TASK INSTRUCTIONS
Give the records once more, exactly as they stand.

DATA IN THIS EXERCISE
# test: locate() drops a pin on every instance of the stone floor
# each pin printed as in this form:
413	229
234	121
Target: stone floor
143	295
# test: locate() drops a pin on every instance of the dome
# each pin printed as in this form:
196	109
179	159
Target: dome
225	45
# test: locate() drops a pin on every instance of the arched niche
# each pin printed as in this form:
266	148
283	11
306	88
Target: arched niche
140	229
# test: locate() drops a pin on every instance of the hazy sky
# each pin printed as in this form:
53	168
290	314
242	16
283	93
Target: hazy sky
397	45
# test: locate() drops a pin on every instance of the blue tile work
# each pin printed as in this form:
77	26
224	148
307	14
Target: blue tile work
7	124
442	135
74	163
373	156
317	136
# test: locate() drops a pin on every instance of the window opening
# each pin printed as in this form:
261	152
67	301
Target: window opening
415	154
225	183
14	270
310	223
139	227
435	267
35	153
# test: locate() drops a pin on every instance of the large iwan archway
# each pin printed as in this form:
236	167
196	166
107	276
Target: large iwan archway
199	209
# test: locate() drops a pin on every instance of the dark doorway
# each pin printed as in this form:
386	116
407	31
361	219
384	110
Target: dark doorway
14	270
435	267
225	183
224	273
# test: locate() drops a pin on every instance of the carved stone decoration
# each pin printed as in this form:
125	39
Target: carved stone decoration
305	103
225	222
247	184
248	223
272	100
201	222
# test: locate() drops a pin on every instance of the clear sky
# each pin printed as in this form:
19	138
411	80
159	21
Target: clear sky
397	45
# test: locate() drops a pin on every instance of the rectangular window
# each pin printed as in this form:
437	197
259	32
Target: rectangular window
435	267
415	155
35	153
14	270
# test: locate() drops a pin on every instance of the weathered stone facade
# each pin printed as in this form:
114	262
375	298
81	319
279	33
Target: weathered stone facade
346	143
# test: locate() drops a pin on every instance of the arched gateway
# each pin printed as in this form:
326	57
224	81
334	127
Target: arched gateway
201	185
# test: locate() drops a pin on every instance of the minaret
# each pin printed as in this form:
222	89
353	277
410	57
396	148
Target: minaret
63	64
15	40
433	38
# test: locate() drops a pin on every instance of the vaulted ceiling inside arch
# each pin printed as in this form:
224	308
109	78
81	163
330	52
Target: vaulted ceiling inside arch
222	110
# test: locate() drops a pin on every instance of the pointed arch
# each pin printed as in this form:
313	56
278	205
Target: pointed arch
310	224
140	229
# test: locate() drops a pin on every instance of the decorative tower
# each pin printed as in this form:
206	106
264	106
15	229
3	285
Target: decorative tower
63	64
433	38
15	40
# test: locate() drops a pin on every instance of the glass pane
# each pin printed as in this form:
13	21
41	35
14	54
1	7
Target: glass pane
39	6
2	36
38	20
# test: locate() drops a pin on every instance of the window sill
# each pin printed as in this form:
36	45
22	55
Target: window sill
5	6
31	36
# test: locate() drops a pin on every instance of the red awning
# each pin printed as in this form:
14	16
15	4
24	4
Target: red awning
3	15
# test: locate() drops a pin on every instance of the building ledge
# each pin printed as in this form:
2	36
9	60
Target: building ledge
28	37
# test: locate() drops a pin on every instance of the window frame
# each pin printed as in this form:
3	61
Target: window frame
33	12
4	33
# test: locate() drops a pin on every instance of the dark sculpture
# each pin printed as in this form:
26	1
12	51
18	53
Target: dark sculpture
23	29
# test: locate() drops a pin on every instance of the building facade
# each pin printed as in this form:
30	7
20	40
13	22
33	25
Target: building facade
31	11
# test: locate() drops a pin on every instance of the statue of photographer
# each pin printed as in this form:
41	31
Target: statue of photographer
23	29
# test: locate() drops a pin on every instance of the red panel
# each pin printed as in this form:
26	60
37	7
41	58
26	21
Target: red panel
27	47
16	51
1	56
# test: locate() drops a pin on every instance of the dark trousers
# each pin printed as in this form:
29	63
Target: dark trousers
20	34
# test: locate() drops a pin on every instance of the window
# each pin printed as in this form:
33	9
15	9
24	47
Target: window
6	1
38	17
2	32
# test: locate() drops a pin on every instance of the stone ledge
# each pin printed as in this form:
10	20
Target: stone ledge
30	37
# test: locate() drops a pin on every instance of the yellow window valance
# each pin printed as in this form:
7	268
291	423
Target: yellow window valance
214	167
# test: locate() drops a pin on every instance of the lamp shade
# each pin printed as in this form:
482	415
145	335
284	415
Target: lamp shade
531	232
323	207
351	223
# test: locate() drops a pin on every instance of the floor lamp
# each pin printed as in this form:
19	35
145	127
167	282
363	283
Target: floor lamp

REPLY TO THE EXERCISE
# test: locate() drops a pin on every instance of the stone floor
# each pin printed as in this form:
413	229
234	121
Target: stone floor
143	295
# test: locate() drops a pin on every instance of the dome
# each pin printed as in this form:
196	109
179	159
Target: dome
225	45
# test: locate() drops a pin on every instance of the arched niche
# each pin printed as in this form:
266	148
283	11
306	88
Target: arched niche
140	229
# test: locate() drops a pin on every instance of the hazy sky
# each pin printed as in this form:
53	168
290	314
242	16
283	93
Target: hazy sky
397	45
# test: locate() drops a pin on every instance of the blue tile work
# each pin printed as in this form:
77	26
224	148
307	14
Target: blue tile work
7	124
442	135
74	163
373	156
317	136
# test: locate() drops a pin on every instance of the window opening
# each pin printed as in this form:
261	152
67	301
Target: window opening
415	154
225	183
14	270
310	223
139	227
435	267
35	153
# test: locate() drops a pin on every instance of the large iwan archway
# each pin printed as in this form:
236	167
196	166
107	276
Target: large iwan archway
199	209
# test: locate() drops a pin on every instance of the dark doorway
# each pin printed as in this form:
386	116
407	31
361	219
384	110
Target: dark doorway
14	270
435	267
225	183
224	273
# test: locate() drops a pin on every instance of the carved stone decoration
# each pin printed as in this form:
125	39
Target: carved stone decoration
305	103
225	222
247	184
248	223
272	100
201	222
# test: locate() drops a pin on every instance of the clear sky
# each pin printed as in this form:
19	138
411	80
159	21
Target: clear sky
397	45
# test: locate() drops a pin on every instance of the rectangular window
# each pin printed as in this form:
437	197
259	32
Target: rectangular window
435	267
415	155
35	153
14	270
# test: locate() drops a pin on every instance of the weathered stone facade
# each pin printed as in this form:
114	262
375	298
81	319
279	33
Target: weathered stone facade
346	143
# test: locate() drops a pin on every instance of the arched gateway
# each pin printed as in this form:
326	57
224	81
334	127
Target: arched gateway
201	185
# test: locate() drops a pin on every instance of the minaret
# each pin printed as in this form:
222	89
353	277
410	57
396	148
Target: minaret
63	64
15	40
433	38
# test: locate() drops a pin on every instance of the vaulted ceiling inside arch
# each pin printed as in this form:
224	308
109	78
81	163
330	52
Target: vaulted ceiling inside arch
222	110
# test: locate() drops a pin on every instance of the pointed arch
# each pin printed as in this form:
313	56
278	205
Target: pointed arch
310	224
140	229
# test: locate() drops a pin on every instance of the decorative tower
# each pin printed as in this form:
206	106
264	106
15	229
3	285
Target: decorative tower
63	64
433	38
15	40
# test: locate() drops a pin on every instance of the glass pane
# each pin printed as in this form:
13	21
41	35
14	54
1	7
Target: glass pane
39	6
2	36
38	20
# test: locate() drops a pin on every instance of the window sill
# each pin printed as in this form:
36	45
22	55
Target: window sill
5	6
31	36
# test: locate() drops a pin on every instance of the red awning
# each pin printed as in this form:
14	16
15	4
24	4
Target: red awning
3	15
# test: locate() drops a pin on every instance of the building ledge
# each pin printed as in this form:
2	36
9	60
Target: building ledge
28	37
# test: locate() drops a pin on every instance of the window frame
# each pin printed as in this form:
3	61
Target: window frame
33	12
4	33
# test: locate() drops a pin on every instance of the dark sculpture
# each pin printed as in this form:
26	1
12	51
18	53
Target: dark sculpture
23	29
# test: locate() drops a pin on every instance of the building facade
# each pin printed as in this form:
30	7
20	40
13	22
33	25
Target: building facade
31	11
# test: locate() drops a pin on every instance of the statue of photographer
# each pin printed as in this form:
41	31
Target: statue of photographer
23	29
# test: locate() drops a pin on every instance of the red panel
# each pin printed as in this form:
26	60
37	7
41	58
26	21
Target: red panel
27	47
16	51
1	56
# test: locate() drops a pin on every instance of the dark trousers
# each pin printed as in this form:
29	63
Target: dark trousers
20	34
# test: locate() drops a pin on every instance of the window
# each pin printed as in this form:
33	9
15	9
24	47
Target: window
6	1
38	17
2	32
# test: locate() drops a pin on every instance of the stone ledge
# each pin printed as in this form:
10	20
Target: stone ledge
30	37
# test: locate() drops a pin on every instance of the yellow window valance
# each pin printed as in this form:
7	268
291	423
Target: yellow window valance
214	167
# test: locate() drops a pin on every instance of the lamp shade
# each pin printed as in this form:
482	415
145	335
284	415
Target: lamp shade
531	232
323	207
351	223
# test: locate() drops a pin on every instance of the floor lamp
# each pin printed as in this form:
19	35
145	127
167	282
363	283
Target: floor lamp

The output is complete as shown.